→ CHECK YOUR UNDERSTANDING
A: Please answer these questions about the donations text:
(i) In what year was the Albury Wodonga Regional Cancer Centre established?
(ii) How many volunteers does it have?
(iii) How much was donated to YES Unlimited?
B: Rewrite the donations text from "Albury Wodonga Regional Cancer Centre $40,000" up to and including "diverse regional community.", changing "volunteers" to "helpers".
C: Name every shire in the donations text.

→ TEXT SECTION
Perhaps the greatest benefit of adding new technology to the children’s cancer treatment space is giving families confidence, and an ability to keep families together during challenging times.
“When Archie was first diagnosed and was 18 months old we were in Melbourne and they said, ‘we’ll try and get you back home’ and I was a bit scared, because locally we couldn’t compare to the ward at the Royal Children’s with their equipment and isolation rooms.
“But we’re getting better and better as we’re getting more funding which is making a huge difference to lots of families. And when we do have treatment here, we keep the family together, as we have three other children,” Sally said.
“Anything that we can do to help a family through a very difficult time is of upmost importance,” added Samantha.
“With the support of the SS&A, it ensures that we have state of the art equipment to do this and it also makes the nurses job so much easier when we have equipment that facilitates our care.” “

Albury Wodonga Regional Cancer Centre $40,000 donated
Albury Wodonga Regional Cancer Centre is a unique service that was established in 2009. It is the first cross border public health service to exist in Australia and operates under an agreement between NSW and Victoria governments to provide the largest regional health care services between Sydney and Melbourne. It supports a catchment population of 250,000, covering North East Victoria and southern NSW. They have over 2,100 staff and over 200 volunteers working at two public hospitals, two rehabilitation centres, a dental clinic and mental health services to meet the needs of our diverse regional community.

Upper Murray Family Care
$30,000 donated in first of three installments

From humble beginnings in 1979, Upper Murray Family Care has grown into a vibrant and diverse organisation, with a primary goal of strengthening, nurturing and caring for children and families throughout North East Victoria and the Upper Murray. They are an independent, non-government, community managed agency, offering a range of quality services that are responsive to the varying needs of communities extending from the cities of Albury, Wodonga, Wangaratta and Benalla, to townships throughout the Towong, Mansfield, Alpine and Indigo shires.

Albury Wodonga Youth Emergency Services (YES Unlimited)
$20,000 donated

YES Unlimited is all about investing in people and building better communities. They are a not-forprofit, community-based organisation and have been delivering a range of services and support in Albury and surrounding areas for more than 35 years, including accommodation and homelessness services, therapeutic services and a youth resource centre. Their team of over 30 staff are passionate about our community, and believe that everyone should have access to the resources, knowledge and support they need to thrive.

→ ENTRIES PROVIDED

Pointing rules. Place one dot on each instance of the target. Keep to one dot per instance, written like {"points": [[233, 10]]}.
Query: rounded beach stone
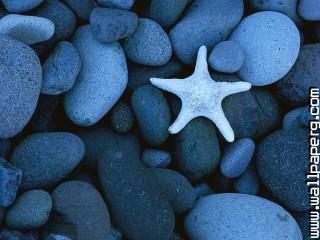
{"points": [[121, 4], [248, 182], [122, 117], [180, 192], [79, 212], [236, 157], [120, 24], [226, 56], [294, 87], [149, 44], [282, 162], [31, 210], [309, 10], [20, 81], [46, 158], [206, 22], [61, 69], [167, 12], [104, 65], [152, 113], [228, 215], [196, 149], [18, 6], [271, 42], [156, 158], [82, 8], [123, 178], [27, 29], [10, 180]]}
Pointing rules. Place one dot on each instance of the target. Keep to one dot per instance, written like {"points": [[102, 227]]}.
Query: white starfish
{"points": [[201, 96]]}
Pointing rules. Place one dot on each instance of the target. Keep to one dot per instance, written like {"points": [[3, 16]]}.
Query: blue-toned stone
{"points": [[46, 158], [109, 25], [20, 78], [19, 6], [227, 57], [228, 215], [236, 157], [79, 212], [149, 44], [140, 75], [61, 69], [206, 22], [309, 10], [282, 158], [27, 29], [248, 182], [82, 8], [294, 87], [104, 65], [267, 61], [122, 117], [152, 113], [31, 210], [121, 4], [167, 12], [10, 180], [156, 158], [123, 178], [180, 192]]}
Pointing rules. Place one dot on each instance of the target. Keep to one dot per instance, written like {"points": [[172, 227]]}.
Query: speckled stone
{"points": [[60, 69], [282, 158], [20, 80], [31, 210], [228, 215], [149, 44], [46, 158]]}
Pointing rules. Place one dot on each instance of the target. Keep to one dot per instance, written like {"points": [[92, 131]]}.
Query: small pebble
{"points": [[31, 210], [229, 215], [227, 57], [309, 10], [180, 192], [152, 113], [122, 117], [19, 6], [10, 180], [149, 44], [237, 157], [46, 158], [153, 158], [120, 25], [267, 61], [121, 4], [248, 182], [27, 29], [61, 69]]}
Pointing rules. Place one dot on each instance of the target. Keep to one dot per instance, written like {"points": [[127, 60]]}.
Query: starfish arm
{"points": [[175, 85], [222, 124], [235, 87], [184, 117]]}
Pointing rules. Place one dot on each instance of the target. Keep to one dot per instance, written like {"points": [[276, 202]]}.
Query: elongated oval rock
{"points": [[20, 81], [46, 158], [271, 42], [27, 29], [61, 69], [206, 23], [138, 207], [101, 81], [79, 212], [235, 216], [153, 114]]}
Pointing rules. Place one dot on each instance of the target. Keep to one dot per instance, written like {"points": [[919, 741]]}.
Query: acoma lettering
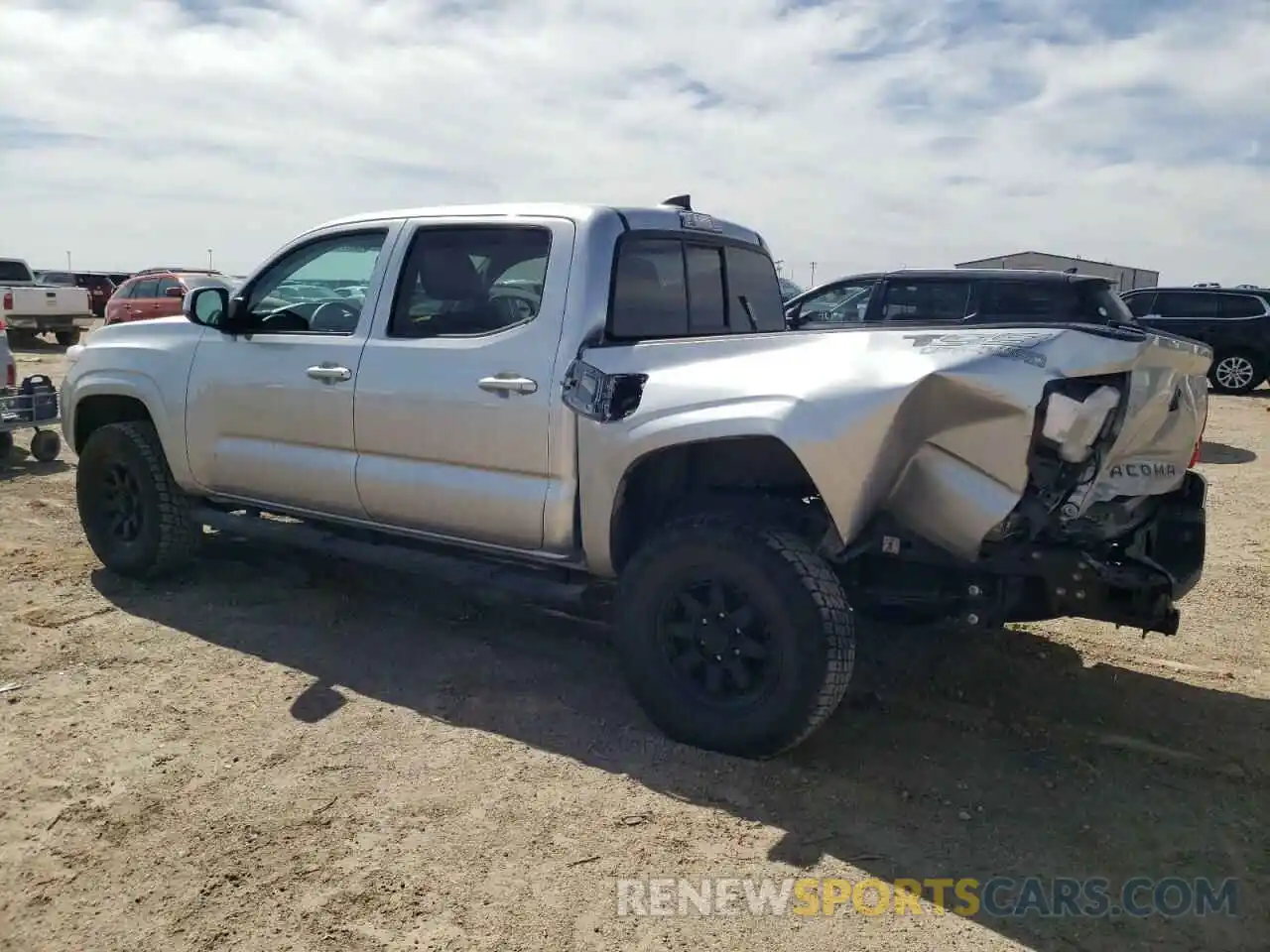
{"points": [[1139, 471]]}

→ RESPONSES FOR EACH TASK
A:
(i) 2009
(ii) Over 200
(iii) $20,000

B:
Albury Wodonga Regional Cancer Centre $40,000 donated
Albury Wodonga Regional Cancer Centre is a unique service that was established in 2009. It is the first cross border public health service to exist in Australia and operates under an agreement between NSW and Victoria governments to provide the largest regional health care services between Sydney and Melbourne. It supports a catchment population of 250,000, covering North East Victoria and southern NSW. They have over 2,100 staff and over 200 helpers working at two public hospitals, two rehabilitation centres, a dental clinic and mental health services to meet the needs of our diverse regional community.

C: Towong, Mansfield, Alpine, Indigo